# show jacket colors



## MINIATURE SHETLANDS (Nov 26, 2008)

Show season is not to far away and I need to get some new show jackets for in hand classes. Not a problem so far, the problem is I am showing new horses this year and do not want 10 different show jackets so I need everyones opinion. What show jacket colors go with the following colors of horses, yet are professional looking and slimming? The horses being shown this year include a silver Buckskin with parti blue eyes, gray, silver bay, blue roan pinto, smokey black pinto, and possibly a silver dapple. Any suggestions?


----------



## Remali (Jul 22, 2008)

I was looking thru a catalog the other day and saw a beautiful Hobby Horse show outfit, it was a chocolate color and had sand colored trim, it was so pretty and very tasteful, not tacky looking like some can be. But then I like earth tones a lot. Otherwise, maybe a smokey blue-gray color would look nice with the color of horses you will be showing?


----------



## moomoo (Feb 21, 2007)

grey/blue colour tweed looks good with greys, roans and darks (and probably with blue eyes!)


----------



## MINIATURE SHETLANDS (Nov 26, 2008)

### Dataset entries

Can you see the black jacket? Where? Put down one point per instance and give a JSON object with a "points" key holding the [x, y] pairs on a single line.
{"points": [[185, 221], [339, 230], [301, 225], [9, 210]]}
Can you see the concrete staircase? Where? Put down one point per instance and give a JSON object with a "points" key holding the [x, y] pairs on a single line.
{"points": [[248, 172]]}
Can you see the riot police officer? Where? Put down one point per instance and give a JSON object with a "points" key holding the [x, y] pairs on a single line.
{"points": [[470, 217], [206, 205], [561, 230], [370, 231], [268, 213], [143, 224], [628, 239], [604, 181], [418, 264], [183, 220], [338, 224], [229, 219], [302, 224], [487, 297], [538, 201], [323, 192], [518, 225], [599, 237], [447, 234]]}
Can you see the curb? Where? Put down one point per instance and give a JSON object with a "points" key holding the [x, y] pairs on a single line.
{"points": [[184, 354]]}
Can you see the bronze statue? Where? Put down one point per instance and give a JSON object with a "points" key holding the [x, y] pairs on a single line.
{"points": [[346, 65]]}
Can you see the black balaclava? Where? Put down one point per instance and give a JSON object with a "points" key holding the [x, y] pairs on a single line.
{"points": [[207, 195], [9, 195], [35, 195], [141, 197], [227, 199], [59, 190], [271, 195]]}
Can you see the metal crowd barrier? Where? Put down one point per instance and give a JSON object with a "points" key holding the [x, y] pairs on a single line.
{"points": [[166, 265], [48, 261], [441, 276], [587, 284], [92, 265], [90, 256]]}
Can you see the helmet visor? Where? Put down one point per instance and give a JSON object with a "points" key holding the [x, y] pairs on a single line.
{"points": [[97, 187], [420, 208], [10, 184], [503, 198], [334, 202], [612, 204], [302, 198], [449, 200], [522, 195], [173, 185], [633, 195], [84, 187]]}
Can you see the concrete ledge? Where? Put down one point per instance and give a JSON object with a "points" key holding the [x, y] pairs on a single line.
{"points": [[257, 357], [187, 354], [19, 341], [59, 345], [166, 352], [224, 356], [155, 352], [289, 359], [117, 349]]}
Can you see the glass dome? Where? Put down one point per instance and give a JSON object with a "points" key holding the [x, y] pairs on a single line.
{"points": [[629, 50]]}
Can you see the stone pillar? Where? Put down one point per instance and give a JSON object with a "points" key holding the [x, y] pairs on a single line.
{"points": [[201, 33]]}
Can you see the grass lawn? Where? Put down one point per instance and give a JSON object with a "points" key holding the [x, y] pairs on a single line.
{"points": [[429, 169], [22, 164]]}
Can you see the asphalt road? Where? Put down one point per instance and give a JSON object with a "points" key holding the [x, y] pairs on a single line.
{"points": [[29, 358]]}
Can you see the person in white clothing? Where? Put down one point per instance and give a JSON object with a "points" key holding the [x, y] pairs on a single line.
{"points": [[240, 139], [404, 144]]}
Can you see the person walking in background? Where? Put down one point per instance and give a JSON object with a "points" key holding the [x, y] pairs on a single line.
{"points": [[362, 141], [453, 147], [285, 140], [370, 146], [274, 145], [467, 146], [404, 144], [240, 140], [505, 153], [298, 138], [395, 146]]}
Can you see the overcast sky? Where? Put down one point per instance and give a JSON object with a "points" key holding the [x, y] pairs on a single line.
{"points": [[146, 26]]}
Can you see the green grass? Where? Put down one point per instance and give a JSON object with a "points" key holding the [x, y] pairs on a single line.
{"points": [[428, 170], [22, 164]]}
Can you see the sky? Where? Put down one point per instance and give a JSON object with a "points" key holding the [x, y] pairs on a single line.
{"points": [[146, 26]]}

### Exercise prompt
Write out the part of the show jacket thread between "# show jacket" and "dapple. Any suggestions?", inclusive, word for word. The items are separate from the thread and stand on their own.

### The output
# show jacket colors



## MINIATURE SHETLANDS (Nov 26, 2008)

Show season is not to far away and I need to get some new show jackets for in hand classes. Not a problem so far, the problem is I am showing new horses this year and do not want 10 different show jackets so I need everyones opinion. What show jacket colors go with the following colors of horses, yet are professional looking and slimming? The horses being shown this year include a silver Buckskin with parti blue eyes, gray, silver bay, blue roan pinto, smokey black pinto, and possibly a silver dapple. Any suggestions?